CHALLENGE –
Update the part that opens with the line containing "Could you find the green linen" and closes with the line containing "[0,94,1024,975]" so that "sliced onion piece" becomes "onion slice", leaving everything else in those lines unchanged.
┌──
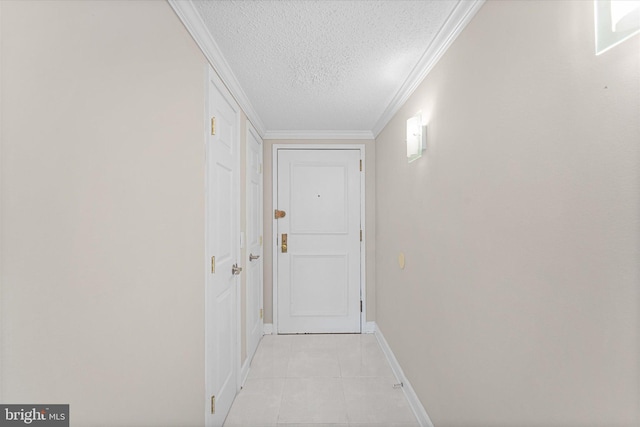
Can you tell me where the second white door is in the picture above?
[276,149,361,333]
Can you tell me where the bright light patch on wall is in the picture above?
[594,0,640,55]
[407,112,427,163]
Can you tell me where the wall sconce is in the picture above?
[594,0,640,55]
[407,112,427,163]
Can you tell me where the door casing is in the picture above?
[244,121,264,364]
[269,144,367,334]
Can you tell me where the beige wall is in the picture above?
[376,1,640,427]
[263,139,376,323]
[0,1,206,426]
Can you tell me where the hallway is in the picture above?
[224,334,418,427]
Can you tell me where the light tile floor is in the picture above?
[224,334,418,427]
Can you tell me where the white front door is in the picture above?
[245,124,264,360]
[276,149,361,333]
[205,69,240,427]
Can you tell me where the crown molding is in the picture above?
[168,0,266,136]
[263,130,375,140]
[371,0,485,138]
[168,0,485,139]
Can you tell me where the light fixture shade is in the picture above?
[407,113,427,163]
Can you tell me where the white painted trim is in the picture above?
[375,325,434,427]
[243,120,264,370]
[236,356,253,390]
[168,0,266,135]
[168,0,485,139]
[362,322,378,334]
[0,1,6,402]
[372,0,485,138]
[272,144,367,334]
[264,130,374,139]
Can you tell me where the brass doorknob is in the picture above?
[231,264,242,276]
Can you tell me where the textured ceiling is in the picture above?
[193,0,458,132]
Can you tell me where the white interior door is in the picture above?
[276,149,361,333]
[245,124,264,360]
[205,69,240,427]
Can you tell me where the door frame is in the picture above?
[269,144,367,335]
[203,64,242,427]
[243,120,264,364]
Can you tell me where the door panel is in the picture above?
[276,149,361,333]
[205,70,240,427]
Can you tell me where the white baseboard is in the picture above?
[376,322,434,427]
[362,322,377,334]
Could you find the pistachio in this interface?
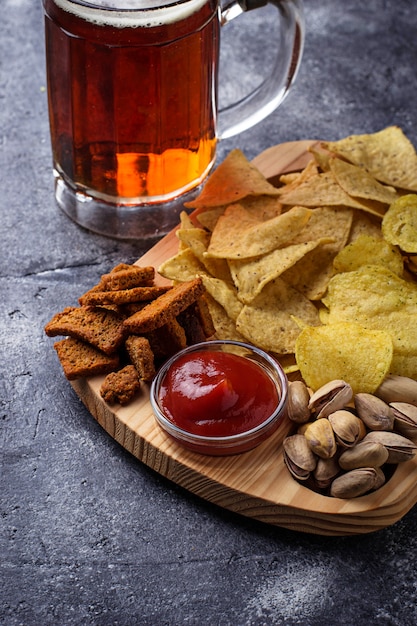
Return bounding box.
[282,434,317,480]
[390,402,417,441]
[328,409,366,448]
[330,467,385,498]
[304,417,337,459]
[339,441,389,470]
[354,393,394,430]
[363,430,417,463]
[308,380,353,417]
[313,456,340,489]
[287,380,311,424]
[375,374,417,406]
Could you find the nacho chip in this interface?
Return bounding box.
└──
┌──
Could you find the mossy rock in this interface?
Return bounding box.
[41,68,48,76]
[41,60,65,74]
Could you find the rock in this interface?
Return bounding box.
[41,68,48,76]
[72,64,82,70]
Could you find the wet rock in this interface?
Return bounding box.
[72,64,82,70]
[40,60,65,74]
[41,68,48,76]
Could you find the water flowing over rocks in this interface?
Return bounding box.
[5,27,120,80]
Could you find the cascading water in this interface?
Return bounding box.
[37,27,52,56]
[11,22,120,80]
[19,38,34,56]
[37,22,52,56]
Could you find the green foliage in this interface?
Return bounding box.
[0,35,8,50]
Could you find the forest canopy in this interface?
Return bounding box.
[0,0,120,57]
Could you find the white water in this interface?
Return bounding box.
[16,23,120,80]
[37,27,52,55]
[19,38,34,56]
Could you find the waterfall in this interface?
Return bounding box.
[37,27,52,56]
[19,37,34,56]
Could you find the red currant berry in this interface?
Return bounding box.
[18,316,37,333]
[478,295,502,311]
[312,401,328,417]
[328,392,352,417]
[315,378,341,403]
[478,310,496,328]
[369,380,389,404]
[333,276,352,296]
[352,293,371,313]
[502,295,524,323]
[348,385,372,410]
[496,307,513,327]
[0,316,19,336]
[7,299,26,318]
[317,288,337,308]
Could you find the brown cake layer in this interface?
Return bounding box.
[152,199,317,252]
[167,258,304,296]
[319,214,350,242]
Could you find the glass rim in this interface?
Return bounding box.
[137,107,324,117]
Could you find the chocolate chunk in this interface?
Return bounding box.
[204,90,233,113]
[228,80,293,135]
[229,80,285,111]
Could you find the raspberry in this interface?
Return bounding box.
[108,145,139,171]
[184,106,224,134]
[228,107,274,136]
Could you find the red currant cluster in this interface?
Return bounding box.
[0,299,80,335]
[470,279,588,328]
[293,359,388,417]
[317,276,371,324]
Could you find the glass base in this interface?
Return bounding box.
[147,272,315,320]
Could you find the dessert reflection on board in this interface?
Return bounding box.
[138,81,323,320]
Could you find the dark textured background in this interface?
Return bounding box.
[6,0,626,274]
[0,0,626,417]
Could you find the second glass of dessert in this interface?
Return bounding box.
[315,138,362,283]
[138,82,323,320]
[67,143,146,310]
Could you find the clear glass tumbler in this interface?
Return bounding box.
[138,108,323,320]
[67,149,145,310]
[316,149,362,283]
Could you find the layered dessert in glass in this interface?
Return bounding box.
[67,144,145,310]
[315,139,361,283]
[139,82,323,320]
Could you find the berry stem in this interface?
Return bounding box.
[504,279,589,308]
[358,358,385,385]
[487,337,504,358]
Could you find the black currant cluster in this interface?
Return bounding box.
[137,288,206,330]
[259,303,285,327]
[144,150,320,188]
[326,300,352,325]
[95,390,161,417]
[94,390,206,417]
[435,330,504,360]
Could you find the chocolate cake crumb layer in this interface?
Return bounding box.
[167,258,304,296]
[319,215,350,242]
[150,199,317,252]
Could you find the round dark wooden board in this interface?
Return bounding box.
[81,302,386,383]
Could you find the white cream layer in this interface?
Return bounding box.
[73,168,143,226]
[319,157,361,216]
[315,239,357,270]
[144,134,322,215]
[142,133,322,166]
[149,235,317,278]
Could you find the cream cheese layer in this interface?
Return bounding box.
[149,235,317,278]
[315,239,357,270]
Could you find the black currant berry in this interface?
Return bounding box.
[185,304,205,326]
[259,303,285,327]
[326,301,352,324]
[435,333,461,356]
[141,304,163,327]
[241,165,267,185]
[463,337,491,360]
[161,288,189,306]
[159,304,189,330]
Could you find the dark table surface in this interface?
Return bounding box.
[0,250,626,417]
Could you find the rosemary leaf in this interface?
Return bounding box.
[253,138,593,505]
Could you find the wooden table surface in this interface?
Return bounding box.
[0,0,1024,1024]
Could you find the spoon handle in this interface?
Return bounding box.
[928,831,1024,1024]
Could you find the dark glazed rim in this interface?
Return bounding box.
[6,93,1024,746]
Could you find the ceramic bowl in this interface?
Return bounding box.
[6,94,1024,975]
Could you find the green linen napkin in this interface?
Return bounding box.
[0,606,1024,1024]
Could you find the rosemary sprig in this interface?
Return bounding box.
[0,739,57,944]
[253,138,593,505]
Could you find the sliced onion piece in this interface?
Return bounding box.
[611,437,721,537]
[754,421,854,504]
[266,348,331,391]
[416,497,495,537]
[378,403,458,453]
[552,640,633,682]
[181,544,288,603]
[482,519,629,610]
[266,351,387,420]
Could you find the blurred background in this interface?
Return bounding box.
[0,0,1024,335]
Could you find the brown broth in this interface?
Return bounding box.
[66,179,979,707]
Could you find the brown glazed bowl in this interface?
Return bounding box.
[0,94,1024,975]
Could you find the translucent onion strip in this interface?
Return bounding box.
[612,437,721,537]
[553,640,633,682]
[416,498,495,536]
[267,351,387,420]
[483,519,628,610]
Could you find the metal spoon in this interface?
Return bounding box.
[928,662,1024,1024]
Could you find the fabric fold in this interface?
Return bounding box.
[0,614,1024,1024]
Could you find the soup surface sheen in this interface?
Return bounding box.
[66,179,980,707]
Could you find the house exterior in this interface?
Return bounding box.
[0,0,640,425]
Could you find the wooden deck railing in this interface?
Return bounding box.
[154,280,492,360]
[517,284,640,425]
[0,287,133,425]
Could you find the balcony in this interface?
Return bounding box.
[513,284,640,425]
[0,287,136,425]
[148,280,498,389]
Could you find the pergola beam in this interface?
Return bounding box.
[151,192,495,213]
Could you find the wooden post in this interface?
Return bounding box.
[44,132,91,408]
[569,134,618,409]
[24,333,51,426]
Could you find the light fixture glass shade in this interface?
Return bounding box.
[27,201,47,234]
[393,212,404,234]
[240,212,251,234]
└──
OUTPUT OF THE TASK –
Could you find the green linen napkin in this interface?
Return bounding box.
[0,606,1024,1024]
Could you find the rosemary sprig in this interface?
Return bounding box.
[0,739,57,944]
[253,138,593,505]
Could you find the onion slice in this interface?
Return bounding box.
[611,437,721,537]
[754,421,854,504]
[266,348,331,391]
[416,497,495,537]
[378,403,458,453]
[552,640,633,682]
[181,544,288,603]
[482,519,629,610]
[266,351,387,420]
Could you find the blurred background in this interface?
Return bounding box.
[0,0,1024,335]
Could you find the brown broth in this interface?
Return bounding box.
[66,179,979,707]
Could you find the brown glazed bowl in this interface?
Return bounding box.
[0,94,1024,975]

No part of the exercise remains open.